### Indicazione
Estragga dall'articolo sulle microplastiche il brano compreso tra "Milioni di piccoli" e "MARE DA SALVARE).", estremi inclusi, riportandolo fedelmente.

### Brano del documento
────────
"Microplastiche nei mari da depuratori Uk", allarme da una ricerca

Ambiente
Un depuratore delle acque in Francia (Getty Images)

Si chiamano Bio-Beads e sono dei piccoli pellet utilizzati dagli impianti britannici per filtrare componenti organici. Secondo uno studio, verrebbero rilasciati nelle acque aggravando il problema inquinamento. LO SPECIALE

Milioni di piccoli pellet di plastica utilizzati per la depurazione dei liquami fognari nel Regno Unito vengono riversati nei mari, con effetti devastanti per la salute delle nostre acque. È quanto denunciato in una ricerca della Cornish Plastic Pollution Coalition (Cppc). Queste particelle di plastica sferiche hanno un diametro di 3,5 millimetri e contribuiscono ad aggravare il problema dell'inquinamento marino (LO SPECIALE - Sky UN MARE DA SALVARE).

Microplastiche dannose

"Stiamo osservando ogni volta di più come le microplastiche prodotte dai consumatori nell'acqua di scarico abbiano un impatto negativo sull'ambiente", racconta al Guardian l'autrice del report, Claire Wallerstein. Le particelle prodotte dall'usura degli pneumatici o dalle fibre che vengono rilasciate durante i lavaggi dei tessuti sono tutti fattori ben noti che concorrono ad aggravare il problema della presenza di plastica nelle acque. Tuttavia, come riferisce l'autrice dello studio, il campo degli agenti inquinanti potrebbe allargarsi ulteriormente. La nuova ricerca condotta dalla Cppc avrebbe infatti dimostrato che anche "le microplastiche usate negli impianti di depurazione del Regno Unito contribuirebbero al problema". Secondo la Wallerstein una volta che queste sferette, note come Bio-Beads, vengono disperse nell'ambiente diventano difficili da individuare e pressoché impossibili da rimuovere. Le microplastiche, è stato dimostrato in precedenza, danneggiano la fauna marina e possono depositarsi nei tessuti dei pesci destinati all'alimentazione umana.
────────
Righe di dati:
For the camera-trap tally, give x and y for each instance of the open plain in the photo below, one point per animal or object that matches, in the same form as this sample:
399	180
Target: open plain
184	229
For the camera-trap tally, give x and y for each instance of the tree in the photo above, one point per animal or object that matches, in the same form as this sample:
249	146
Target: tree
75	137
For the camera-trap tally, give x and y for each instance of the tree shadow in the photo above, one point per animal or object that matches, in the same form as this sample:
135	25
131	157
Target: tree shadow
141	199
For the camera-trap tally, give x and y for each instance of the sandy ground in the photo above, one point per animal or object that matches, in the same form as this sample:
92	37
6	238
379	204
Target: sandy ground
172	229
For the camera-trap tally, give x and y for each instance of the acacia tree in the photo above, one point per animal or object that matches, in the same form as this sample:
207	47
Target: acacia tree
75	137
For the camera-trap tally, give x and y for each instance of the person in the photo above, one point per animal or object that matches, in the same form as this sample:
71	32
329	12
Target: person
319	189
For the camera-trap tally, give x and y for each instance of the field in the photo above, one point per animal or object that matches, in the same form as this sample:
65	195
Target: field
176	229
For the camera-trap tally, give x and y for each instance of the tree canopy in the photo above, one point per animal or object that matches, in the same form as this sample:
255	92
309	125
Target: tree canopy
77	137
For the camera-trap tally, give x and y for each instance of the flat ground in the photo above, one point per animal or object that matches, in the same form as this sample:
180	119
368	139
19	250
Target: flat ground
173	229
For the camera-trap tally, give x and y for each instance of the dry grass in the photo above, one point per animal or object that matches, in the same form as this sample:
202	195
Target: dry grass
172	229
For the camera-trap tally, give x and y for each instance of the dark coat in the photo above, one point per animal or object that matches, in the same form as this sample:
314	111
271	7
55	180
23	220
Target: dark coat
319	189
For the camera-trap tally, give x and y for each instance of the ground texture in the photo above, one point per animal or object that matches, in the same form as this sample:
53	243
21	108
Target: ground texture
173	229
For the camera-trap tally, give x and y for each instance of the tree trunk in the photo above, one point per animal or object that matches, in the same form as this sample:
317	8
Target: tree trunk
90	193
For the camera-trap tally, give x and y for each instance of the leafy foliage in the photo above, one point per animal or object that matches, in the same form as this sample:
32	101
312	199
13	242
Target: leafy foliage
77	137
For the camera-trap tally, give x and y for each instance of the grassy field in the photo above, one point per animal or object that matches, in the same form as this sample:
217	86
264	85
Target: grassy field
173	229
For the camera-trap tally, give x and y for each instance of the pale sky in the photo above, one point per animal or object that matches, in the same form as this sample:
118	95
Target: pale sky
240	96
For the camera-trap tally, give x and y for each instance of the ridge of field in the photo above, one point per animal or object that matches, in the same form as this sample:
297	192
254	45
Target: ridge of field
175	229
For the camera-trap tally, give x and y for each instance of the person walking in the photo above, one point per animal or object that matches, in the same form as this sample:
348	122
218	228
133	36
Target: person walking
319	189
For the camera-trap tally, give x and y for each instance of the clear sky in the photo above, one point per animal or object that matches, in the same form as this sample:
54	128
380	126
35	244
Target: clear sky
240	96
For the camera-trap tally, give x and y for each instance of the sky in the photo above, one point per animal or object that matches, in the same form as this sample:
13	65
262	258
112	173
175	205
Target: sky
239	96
────────
### Risultato finale
Milioni di piccoli pellet di plastica utilizzati per la depurazione dei liquami fognari nel Regno Unito vengono riversati nei mari, con effetti devastanti per la salute delle nostre acque. È quanto denunciato in una ricerca della Cornish Plastic Pollution Coalition (Cppc). Queste particelle di plastica sferiche hanno un diametro di 3,5 millimetri e contribuiscono ad aggravare il problema dell'inquinamento marino (LO SPECIALE - Sky UN MARE DA SALVARE).